• SUPPLIED RECORDS:
-- begin --

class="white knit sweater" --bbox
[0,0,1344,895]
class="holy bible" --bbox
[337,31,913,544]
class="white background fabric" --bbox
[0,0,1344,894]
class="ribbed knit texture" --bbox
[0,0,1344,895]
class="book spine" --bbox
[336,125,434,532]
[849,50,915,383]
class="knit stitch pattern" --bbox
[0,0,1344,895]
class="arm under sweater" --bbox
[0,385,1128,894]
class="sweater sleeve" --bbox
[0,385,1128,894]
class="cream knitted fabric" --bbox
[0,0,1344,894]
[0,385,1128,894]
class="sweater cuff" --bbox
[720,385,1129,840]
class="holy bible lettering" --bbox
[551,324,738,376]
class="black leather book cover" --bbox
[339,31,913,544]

-- end --
-- begin --

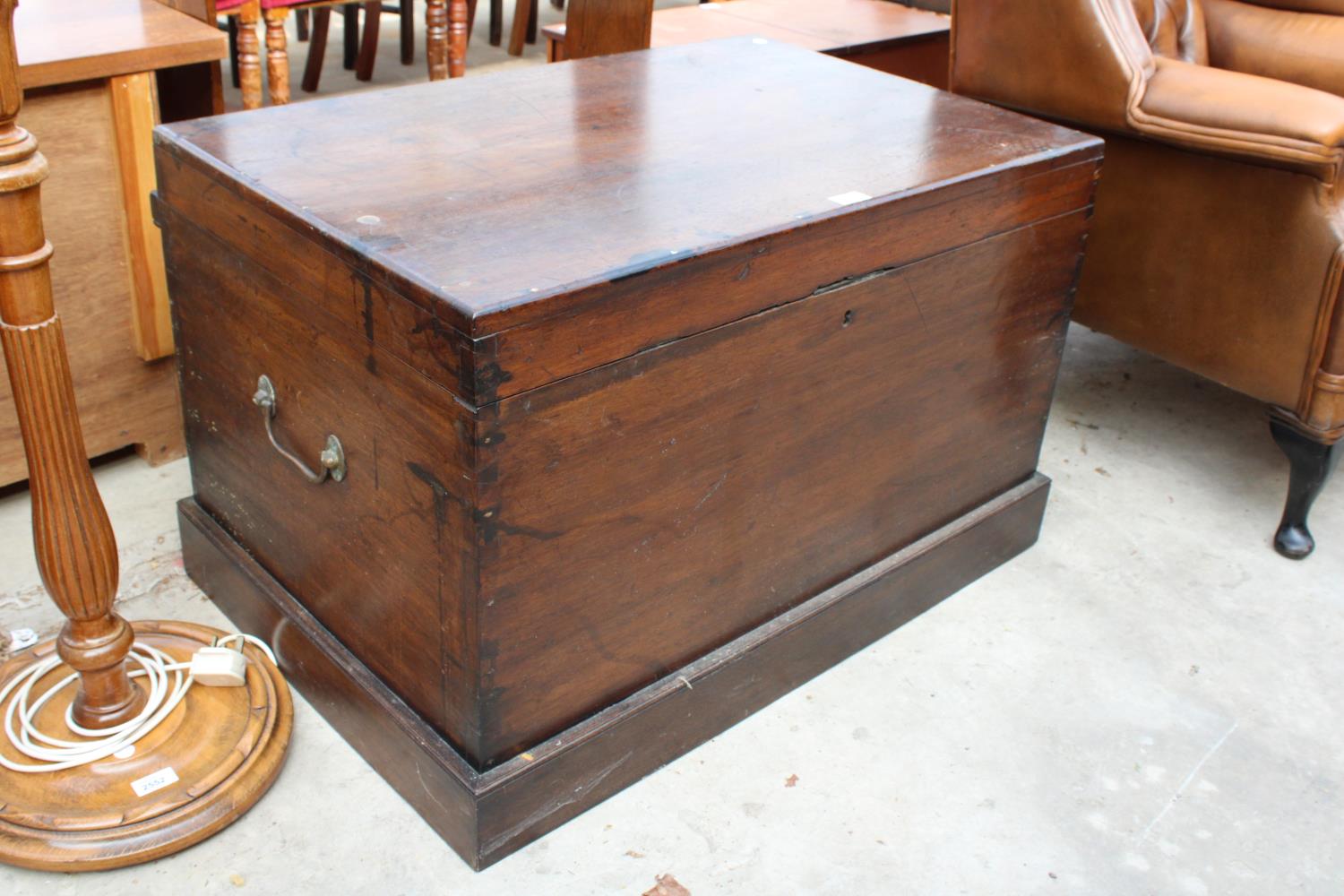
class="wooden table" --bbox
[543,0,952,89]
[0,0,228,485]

-- end --

• PROBLEM DETAILS: Count the lines of the records that contain the string "bible". Reply with the number alone.

• RESULT FOR THIS TASK: 2